* **Work to do**
Reproduce each of the lines below word for word, in the same order.

* **Records shown**
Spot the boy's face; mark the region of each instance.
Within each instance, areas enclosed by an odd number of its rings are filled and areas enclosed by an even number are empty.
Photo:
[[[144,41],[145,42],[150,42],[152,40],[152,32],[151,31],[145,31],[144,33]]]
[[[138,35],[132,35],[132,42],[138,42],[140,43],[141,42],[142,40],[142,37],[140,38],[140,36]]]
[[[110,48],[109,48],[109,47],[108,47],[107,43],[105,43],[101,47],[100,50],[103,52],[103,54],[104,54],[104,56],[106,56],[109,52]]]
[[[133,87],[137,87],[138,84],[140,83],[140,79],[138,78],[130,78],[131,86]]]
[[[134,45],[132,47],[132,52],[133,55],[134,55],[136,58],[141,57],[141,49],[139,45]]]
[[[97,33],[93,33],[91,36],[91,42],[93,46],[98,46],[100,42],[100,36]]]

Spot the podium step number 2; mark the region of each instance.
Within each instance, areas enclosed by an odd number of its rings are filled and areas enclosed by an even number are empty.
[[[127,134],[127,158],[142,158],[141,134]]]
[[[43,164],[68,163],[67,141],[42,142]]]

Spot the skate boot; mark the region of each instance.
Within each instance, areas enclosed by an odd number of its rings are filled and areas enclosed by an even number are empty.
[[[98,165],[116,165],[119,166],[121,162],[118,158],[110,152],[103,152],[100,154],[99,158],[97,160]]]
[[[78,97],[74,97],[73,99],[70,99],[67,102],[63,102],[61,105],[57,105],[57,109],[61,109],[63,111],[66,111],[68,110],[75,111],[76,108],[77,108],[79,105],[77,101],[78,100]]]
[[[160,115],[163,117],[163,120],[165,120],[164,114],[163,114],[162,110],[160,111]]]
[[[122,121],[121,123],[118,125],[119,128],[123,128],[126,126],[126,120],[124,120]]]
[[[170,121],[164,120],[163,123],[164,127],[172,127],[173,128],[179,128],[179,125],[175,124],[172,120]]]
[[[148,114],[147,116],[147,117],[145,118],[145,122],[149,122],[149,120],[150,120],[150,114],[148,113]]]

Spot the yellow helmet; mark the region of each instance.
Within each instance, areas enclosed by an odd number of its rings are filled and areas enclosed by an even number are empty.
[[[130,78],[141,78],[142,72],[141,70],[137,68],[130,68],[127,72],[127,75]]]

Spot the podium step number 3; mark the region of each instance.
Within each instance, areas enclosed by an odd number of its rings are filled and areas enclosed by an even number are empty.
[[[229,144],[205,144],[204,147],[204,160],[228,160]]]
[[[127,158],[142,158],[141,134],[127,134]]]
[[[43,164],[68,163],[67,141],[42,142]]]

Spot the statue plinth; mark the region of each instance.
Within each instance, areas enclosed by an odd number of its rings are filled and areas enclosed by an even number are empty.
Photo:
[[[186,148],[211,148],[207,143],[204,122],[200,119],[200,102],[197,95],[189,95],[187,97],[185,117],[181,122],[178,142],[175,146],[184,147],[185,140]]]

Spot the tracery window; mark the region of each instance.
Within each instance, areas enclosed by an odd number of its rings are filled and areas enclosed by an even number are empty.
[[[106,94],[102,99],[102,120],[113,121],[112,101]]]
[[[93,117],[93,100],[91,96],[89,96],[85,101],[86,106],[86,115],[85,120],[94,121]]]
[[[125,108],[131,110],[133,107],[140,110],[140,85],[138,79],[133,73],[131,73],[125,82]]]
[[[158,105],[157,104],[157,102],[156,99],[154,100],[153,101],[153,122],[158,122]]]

* **Exercise solution**
Spot the boy's face; mark the region of each instance.
Within each instance, areas enclosed by an odd number of its rings are filled and areas enclosed by an even number are empty.
Photo:
[[[144,41],[145,42],[150,42],[152,40],[152,32],[151,31],[145,31],[144,33]]]
[[[138,35],[132,35],[132,42],[138,42],[140,43],[141,42],[142,40],[142,37],[140,38],[140,36]]]
[[[110,48],[109,48],[109,47],[108,47],[107,43],[105,43],[101,47],[100,50],[103,52],[103,54],[104,54],[104,56],[106,56],[109,52]]]
[[[133,87],[137,87],[138,84],[140,83],[140,79],[138,78],[130,78],[131,86]]]
[[[134,45],[132,47],[132,52],[133,55],[134,55],[136,58],[141,57],[141,49],[139,45]]]
[[[97,33],[93,33],[91,36],[91,42],[93,46],[98,46],[100,42],[100,36]]]

Spot the podium step number 2; mark the region of each instance.
Within each instance, areas enclosed by an odd number of its rings are filled and areas enclosed by an even number are empty.
[[[127,134],[127,158],[142,158],[141,134]]]
[[[43,164],[68,163],[67,141],[42,142]]]

Spot the skate boot; mark the region of each instance.
Within each instance, areas enclosed by an odd number of its rings are filled and areas enclosed by an even number are empty.
[[[98,165],[116,165],[119,166],[121,162],[118,158],[110,152],[103,152],[100,154],[99,158],[97,160]]]
[[[78,97],[74,97],[73,99],[70,99],[67,102],[63,102],[61,105],[57,105],[57,109],[61,109],[63,111],[66,111],[68,110],[75,111],[76,108],[77,108],[79,105],[77,101],[78,100]]]
[[[160,115],[163,117],[163,120],[165,120],[164,114],[163,114],[162,110],[160,111]]]
[[[122,121],[121,123],[118,125],[119,128],[123,128],[126,126],[126,120],[124,120]]]
[[[170,121],[164,120],[163,123],[164,127],[172,127],[173,128],[179,128],[179,125],[175,124],[172,120]]]
[[[148,114],[147,116],[147,117],[145,118],[145,122],[149,122],[149,120],[150,120],[150,114],[148,113]]]

Spot the yellow helmet; mark the region of each instance.
Within each instance, areas enclosed by an odd number of its rings are filled and areas enclosed by an even number are empty.
[[[130,78],[141,78],[142,72],[141,70],[137,68],[130,68],[127,72],[127,75]]]

Spot the podium step number 3; mark the region of each instance.
Within each instance, areas enclosed by an odd number of its rings are filled and areas enclosed by an even number are empty.
[[[229,144],[205,144],[204,147],[204,160],[228,160]]]
[[[127,158],[142,158],[141,134],[127,134]]]
[[[43,164],[68,163],[67,141],[42,142]]]

Spot the statue plinth; mark the region of each instance.
Within each instance, areas enclosed by an odd number of its rings are filled and areas enclosed by an even number are empty.
Photo:
[[[186,148],[211,148],[207,143],[204,122],[200,119],[200,102],[197,95],[189,95],[187,97],[185,117],[181,122],[178,142],[175,146],[184,147],[185,140]]]

Spot the tracery window; mark the region of each instance.
Within each instance, areas enclosed by an odd number of its rings are filled and areas enclosed by an even number are empty.
[[[106,94],[102,99],[102,120],[113,121],[112,101]]]
[[[93,117],[93,100],[91,96],[89,96],[85,101],[86,106],[86,115],[85,120],[94,121]]]
[[[125,108],[131,110],[133,107],[140,110],[140,85],[138,79],[133,73],[131,73],[125,82]]]
[[[158,105],[157,104],[157,102],[156,99],[154,100],[153,101],[153,122],[158,122]]]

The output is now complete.